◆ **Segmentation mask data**
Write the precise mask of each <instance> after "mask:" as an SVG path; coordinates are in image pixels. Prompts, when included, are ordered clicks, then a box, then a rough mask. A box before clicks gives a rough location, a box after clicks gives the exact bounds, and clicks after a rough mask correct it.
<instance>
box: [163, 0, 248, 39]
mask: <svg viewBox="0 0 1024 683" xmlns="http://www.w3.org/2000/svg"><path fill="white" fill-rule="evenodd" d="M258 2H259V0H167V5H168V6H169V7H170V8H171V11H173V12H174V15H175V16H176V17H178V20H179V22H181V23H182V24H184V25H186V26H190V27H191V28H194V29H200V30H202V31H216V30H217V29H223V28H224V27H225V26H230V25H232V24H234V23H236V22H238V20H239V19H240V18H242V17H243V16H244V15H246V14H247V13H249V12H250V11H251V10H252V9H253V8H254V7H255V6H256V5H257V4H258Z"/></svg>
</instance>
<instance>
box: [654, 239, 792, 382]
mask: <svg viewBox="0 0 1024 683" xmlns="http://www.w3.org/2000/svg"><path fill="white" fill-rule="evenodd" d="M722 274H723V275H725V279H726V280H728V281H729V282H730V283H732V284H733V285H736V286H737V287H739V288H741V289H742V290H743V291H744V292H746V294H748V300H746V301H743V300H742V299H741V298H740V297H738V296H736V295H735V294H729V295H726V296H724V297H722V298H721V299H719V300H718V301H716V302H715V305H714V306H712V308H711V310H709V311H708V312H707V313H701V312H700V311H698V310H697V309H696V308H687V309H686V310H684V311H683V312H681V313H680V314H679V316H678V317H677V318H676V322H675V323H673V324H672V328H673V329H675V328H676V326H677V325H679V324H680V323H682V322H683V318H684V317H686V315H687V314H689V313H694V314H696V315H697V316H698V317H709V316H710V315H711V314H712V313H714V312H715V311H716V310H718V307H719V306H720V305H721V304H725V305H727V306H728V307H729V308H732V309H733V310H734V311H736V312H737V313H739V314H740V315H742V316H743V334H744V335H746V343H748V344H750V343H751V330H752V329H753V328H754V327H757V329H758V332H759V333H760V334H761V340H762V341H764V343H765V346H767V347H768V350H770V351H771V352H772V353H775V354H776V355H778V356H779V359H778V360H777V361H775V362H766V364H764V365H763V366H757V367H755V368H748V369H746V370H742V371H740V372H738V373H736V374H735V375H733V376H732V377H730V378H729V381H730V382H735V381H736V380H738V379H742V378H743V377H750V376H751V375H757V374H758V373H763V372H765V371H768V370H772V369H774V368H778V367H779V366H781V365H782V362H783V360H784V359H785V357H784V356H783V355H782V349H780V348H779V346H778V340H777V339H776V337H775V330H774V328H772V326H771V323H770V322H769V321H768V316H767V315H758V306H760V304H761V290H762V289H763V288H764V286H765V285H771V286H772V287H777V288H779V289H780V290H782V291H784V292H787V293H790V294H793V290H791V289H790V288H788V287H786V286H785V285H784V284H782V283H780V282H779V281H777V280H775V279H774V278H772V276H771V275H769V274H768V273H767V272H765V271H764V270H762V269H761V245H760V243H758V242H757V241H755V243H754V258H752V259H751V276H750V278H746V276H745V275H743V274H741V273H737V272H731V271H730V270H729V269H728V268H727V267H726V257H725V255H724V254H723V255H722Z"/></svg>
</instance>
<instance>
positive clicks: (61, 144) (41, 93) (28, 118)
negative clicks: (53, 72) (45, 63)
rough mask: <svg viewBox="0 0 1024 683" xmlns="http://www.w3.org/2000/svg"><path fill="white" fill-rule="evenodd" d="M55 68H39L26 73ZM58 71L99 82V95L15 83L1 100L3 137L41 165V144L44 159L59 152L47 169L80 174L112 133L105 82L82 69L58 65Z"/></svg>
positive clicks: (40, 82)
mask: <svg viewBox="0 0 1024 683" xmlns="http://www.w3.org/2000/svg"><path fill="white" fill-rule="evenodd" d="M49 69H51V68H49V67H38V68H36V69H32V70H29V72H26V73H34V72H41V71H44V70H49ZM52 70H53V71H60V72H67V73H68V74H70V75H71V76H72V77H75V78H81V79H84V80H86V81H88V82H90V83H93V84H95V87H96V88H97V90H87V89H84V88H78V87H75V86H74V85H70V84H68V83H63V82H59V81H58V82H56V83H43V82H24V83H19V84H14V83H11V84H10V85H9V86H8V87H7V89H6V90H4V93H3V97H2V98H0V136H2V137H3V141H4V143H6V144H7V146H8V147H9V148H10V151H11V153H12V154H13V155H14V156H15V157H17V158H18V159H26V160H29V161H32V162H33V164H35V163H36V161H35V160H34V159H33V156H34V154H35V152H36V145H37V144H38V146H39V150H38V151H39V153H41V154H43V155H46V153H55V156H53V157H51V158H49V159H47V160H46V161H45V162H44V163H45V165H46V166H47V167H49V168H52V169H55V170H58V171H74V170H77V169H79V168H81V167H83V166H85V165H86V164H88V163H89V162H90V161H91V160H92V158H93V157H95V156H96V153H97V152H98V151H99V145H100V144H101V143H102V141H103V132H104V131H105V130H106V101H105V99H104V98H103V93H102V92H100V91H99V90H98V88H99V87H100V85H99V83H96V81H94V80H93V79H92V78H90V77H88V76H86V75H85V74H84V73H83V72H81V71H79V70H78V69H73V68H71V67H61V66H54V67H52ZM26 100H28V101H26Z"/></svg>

◆ **Exercise directions**
Update the entries above by changing "negative clicks" to "background clicks" and leaving everything else as it is.

◆ **Response**
Write the precise mask of each <instance> after "mask:" as an SVG path; coordinates are in image pixels. Prompts, when included, are ordered clicks, then a box, then a rough mask. A box before clicks gives a rough location, a box after clicks gives the exact bounds, and clicks after a rough mask correct it.
<instance>
box: [163, 0, 248, 39]
mask: <svg viewBox="0 0 1024 683" xmlns="http://www.w3.org/2000/svg"><path fill="white" fill-rule="evenodd" d="M258 2H259V0H167V5H168V6H169V7H170V8H171V11H173V12H174V15H175V16H176V17H178V20H179V22H181V23H182V24H184V25H186V26H190V27H191V28H194V29H200V30H202V31H216V30H217V29H223V28H224V27H225V26H230V25H232V24H234V23H236V22H238V20H239V19H240V18H242V17H243V16H244V15H246V14H247V13H249V12H250V11H251V10H252V9H253V8H254V7H255V6H256V5H257V4H258Z"/></svg>
</instance>
<instance>
box: [654, 239, 792, 382]
mask: <svg viewBox="0 0 1024 683" xmlns="http://www.w3.org/2000/svg"><path fill="white" fill-rule="evenodd" d="M722 274H723V275H725V279H726V280H728V281H729V282H730V283H732V284H733V285H736V286H737V287H739V288H741V289H742V290H743V291H744V292H746V294H748V300H746V301H743V300H742V299H741V298H740V297H738V296H736V295H735V294H729V295H726V296H724V297H722V298H721V299H719V300H718V301H716V302H715V305H714V306H712V308H711V310H709V311H708V312H707V313H701V312H700V311H698V310H697V309H696V308H687V309H686V310H684V311H683V312H681V313H680V314H679V316H678V317H677V318H676V322H675V323H673V324H672V328H673V329H675V328H676V326H677V325H679V324H680V323H682V322H683V318H684V317H686V315H687V314H689V313H694V314H696V315H697V316H698V317H709V316H710V315H711V314H712V313H714V312H715V311H716V310H718V307H719V306H720V305H721V304H725V305H727V306H728V307H729V308H732V309H733V310H734V311H736V312H737V313H739V314H740V315H742V316H743V334H744V335H746V343H748V344H750V343H751V330H752V329H753V328H754V327H757V329H758V332H759V333H760V334H761V340H762V341H764V343H765V346H767V347H768V350H770V351H771V352H772V353H775V354H776V355H778V356H779V359H778V360H777V361H775V362H766V364H764V365H763V366H757V367H755V368H748V369H746V370H742V371H740V372H738V373H736V374H735V375H733V376H732V377H730V378H729V381H730V382H735V381H736V380H738V379H742V378H743V377H750V376H751V375H757V374H758V373H763V372H765V371H768V370H772V369H774V368H778V367H779V366H781V365H782V362H783V360H784V359H785V357H784V356H783V355H782V349H780V348H779V346H778V340H777V339H776V337H775V330H774V328H772V326H771V323H770V322H769V321H768V316H767V315H758V306H760V304H761V290H762V289H763V288H764V286H765V285H771V286H772V287H777V288H779V289H780V290H782V291H784V292H787V293H790V294H793V290H791V289H790V288H788V287H786V286H785V285H784V284H782V283H780V282H779V281H777V280H775V279H774V278H772V276H771V275H769V274H768V273H767V272H765V271H764V270H762V269H761V245H760V243H758V242H757V241H755V243H754V258H752V259H751V276H750V278H746V276H745V275H743V274H741V273H737V272H731V271H730V270H729V269H728V268H727V267H726V257H725V255H724V254H723V255H722Z"/></svg>
</instance>
<instance>
positive clicks: (61, 144) (41, 93) (28, 118)
background clicks: (53, 72) (45, 63)
rough mask: <svg viewBox="0 0 1024 683" xmlns="http://www.w3.org/2000/svg"><path fill="white" fill-rule="evenodd" d="M55 68H39L26 73ZM58 71L99 82V95L15 83L1 100L3 137L41 165V144L44 159L59 152L47 169L80 174L112 133L105 82L82 69L58 65Z"/></svg>
positive clicks: (40, 82)
mask: <svg viewBox="0 0 1024 683" xmlns="http://www.w3.org/2000/svg"><path fill="white" fill-rule="evenodd" d="M49 69H51V68H49V67H38V68H36V69H32V70H29V72H26V73H34V72H41V71H44V70H49ZM52 70H53V71H60V72H67V73H68V74H70V75H71V76H72V77H75V78H81V79H84V80H86V81H88V82H90V83H93V84H95V87H96V88H97V90H87V89H84V88H78V87H75V86H74V85H70V84H68V83H63V82H59V81H58V82H56V83H43V82H24V83H19V84H14V83H11V84H10V85H9V86H8V87H7V89H6V90H4V93H3V97H2V98H0V136H2V137H3V141H4V143H6V144H7V146H8V147H9V148H10V151H11V153H12V154H13V155H14V156H15V157H17V158H18V159H26V160H29V161H32V162H33V164H35V163H36V161H35V160H34V159H33V156H34V154H35V152H36V145H37V144H38V146H39V150H38V151H39V153H41V154H43V155H46V153H55V156H53V157H51V158H49V159H47V160H46V161H45V162H44V163H45V165H46V166H47V167H49V168H52V169H55V170H58V171H74V170H77V169H79V168H81V167H83V166H85V165H86V164H88V163H89V162H90V161H91V160H92V158H93V157H95V156H96V153H97V152H98V151H99V145H100V144H101V143H102V141H103V132H104V131H105V130H106V101H105V99H104V98H103V93H102V92H100V91H99V90H98V88H99V87H100V85H99V83H96V81H94V80H93V79H92V78H90V77H88V76H86V75H85V74H84V73H83V72H81V71H79V70H78V69H73V68H71V67H61V66H54V67H52ZM26 100H28V101H26Z"/></svg>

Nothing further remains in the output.